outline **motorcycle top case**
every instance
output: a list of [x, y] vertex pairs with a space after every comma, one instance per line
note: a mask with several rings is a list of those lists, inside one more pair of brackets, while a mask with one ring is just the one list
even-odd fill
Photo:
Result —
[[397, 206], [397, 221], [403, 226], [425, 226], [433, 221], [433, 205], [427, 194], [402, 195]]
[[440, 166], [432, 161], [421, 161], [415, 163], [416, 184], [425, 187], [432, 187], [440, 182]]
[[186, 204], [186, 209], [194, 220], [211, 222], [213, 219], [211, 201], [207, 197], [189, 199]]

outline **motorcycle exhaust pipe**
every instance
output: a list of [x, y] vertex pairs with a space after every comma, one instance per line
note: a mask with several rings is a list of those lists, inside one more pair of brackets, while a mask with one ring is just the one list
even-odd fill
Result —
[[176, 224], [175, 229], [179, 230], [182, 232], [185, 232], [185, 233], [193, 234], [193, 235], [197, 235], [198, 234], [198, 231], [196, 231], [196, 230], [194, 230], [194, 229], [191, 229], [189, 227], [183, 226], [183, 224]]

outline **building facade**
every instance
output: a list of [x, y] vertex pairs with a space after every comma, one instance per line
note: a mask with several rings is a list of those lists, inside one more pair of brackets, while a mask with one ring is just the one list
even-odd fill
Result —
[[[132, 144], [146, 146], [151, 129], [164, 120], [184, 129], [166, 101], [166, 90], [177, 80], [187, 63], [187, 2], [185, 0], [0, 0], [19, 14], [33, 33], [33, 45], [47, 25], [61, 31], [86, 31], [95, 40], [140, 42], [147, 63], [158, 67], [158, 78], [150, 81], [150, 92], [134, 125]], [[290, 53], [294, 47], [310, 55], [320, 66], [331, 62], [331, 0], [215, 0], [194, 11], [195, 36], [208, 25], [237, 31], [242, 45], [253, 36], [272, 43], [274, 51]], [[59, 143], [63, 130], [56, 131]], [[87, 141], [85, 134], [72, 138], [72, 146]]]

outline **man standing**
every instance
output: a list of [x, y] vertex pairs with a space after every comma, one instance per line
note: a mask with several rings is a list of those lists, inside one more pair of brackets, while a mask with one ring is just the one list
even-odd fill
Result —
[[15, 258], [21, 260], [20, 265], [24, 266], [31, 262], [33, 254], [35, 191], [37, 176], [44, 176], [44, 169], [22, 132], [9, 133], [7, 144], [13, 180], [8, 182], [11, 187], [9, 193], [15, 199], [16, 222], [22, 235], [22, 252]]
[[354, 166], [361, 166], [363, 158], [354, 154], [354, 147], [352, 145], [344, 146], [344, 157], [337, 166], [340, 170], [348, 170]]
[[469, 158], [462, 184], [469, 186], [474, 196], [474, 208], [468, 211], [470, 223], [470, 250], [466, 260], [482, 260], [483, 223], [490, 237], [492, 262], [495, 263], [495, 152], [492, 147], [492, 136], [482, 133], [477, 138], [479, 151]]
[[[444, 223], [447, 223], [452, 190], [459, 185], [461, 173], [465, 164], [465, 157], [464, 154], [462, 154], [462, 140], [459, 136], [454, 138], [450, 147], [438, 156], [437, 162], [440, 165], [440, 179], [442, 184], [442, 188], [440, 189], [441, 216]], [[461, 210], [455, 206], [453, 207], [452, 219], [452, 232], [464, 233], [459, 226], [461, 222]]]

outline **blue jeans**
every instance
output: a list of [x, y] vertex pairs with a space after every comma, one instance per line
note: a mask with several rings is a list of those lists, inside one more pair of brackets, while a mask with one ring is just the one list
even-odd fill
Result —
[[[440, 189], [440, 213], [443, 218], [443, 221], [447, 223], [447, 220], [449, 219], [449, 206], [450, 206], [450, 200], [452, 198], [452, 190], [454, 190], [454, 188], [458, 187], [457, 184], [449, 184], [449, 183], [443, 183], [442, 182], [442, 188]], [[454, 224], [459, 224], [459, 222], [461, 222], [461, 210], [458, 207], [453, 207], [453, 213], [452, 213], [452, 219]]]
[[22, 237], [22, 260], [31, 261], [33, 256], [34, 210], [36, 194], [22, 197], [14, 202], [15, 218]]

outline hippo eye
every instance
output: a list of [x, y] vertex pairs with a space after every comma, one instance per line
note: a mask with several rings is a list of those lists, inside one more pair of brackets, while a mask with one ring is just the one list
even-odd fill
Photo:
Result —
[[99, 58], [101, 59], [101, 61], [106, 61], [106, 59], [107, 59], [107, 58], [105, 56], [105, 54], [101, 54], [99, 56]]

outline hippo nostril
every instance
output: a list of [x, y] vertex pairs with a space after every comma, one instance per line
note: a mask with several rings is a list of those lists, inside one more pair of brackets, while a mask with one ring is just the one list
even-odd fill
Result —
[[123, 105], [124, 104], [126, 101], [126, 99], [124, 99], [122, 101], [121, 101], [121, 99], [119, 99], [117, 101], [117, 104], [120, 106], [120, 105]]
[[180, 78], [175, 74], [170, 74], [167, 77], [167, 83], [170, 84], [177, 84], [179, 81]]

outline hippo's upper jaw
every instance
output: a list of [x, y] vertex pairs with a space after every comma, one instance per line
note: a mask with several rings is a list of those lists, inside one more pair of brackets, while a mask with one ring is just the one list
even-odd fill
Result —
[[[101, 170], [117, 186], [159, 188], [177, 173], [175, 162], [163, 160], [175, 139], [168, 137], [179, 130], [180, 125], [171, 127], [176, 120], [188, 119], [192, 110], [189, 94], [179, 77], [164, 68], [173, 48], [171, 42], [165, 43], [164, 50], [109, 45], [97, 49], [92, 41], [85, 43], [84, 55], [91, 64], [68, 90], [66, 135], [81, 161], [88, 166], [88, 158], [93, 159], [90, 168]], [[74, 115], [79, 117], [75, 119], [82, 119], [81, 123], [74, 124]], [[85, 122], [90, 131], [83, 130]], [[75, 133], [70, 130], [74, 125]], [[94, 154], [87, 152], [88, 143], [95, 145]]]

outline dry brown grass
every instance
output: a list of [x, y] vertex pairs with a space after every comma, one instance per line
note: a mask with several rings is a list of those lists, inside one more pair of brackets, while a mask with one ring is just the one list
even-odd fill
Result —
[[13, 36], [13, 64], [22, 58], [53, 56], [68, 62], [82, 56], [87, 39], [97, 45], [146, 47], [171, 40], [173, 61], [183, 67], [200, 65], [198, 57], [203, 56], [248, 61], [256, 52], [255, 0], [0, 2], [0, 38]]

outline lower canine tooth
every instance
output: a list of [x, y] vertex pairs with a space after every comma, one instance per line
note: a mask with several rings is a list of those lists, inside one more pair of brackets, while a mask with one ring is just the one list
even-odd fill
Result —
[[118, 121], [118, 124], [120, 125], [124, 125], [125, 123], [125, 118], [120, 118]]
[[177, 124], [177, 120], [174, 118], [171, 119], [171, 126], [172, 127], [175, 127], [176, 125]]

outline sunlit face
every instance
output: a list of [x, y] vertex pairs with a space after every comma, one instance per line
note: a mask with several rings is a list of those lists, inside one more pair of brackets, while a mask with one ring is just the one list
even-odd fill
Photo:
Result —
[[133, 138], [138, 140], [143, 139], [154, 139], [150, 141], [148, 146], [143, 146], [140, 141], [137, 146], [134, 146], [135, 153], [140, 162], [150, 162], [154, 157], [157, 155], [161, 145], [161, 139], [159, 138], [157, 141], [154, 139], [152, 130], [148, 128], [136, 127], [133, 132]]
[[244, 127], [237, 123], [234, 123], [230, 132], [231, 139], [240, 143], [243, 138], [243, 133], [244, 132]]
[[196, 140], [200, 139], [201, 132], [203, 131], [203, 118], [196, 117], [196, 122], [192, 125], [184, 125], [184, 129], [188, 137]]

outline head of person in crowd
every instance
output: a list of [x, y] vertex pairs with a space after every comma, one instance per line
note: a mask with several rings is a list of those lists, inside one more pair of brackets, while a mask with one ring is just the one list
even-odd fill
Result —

### Your task
Extract every line from the one containing "outline dry brown grass" to the end of the entries, including both of those lines, exactly as given and with nothing added.

### The solution
outline dry brown grass
every instance
output: a list of [x, y] vertex pairs with a space after every comma, one instance per line
note: a mask with several rings is a list of those lists, inside one more pair of brackets, while a mask with one ring is just the one list
even-odd fill
Result —
[[13, 36], [13, 64], [22, 58], [53, 56], [68, 62], [82, 56], [87, 39], [97, 45], [146, 47], [171, 40], [173, 61], [183, 67], [200, 65], [198, 57], [203, 56], [248, 61], [256, 52], [255, 0], [0, 2], [0, 38]]

outline lower canine tooth
every instance
output: a list of [x, y] vertex pairs with a space after every comma, one instance per line
note: a mask with several rings is a list of those lists, inside one more pair of brackets, while a mask with one ring is just the one list
even-odd fill
Result —
[[118, 121], [118, 124], [120, 125], [124, 125], [125, 123], [125, 118], [120, 118]]
[[177, 124], [177, 120], [174, 118], [171, 119], [171, 126], [172, 127], [175, 127], [176, 125]]

outline sunlit face
every instance
output: a list of [x, y] vertex pairs with a space after every comma, one instance per line
note: a mask with several rings is a list of those lists, inside one more pair of brackets, while a mask with one ring is just the one list
even-odd fill
Photo:
Result —
[[133, 138], [138, 140], [143, 139], [154, 139], [150, 141], [148, 146], [143, 146], [140, 141], [137, 146], [134, 146], [135, 153], [140, 162], [150, 162], [154, 157], [157, 155], [161, 145], [161, 139], [159, 138], [157, 141], [154, 139], [152, 130], [148, 128], [136, 127], [133, 132]]
[[244, 127], [237, 123], [234, 123], [230, 132], [231, 139], [240, 143], [243, 138], [243, 133], [244, 132]]
[[196, 140], [200, 139], [201, 132], [203, 131], [203, 118], [196, 117], [196, 122], [192, 125], [184, 125], [184, 129], [188, 137]]

outline head of person in crowd
every instance
output: a list of [x, y] vertex pairs with a space after every comma, one instance per line
note: a mask with several rings is a list of those lists, inside one more pair of brackets, while a mask with one ring is just the one list
even-odd fill
Result —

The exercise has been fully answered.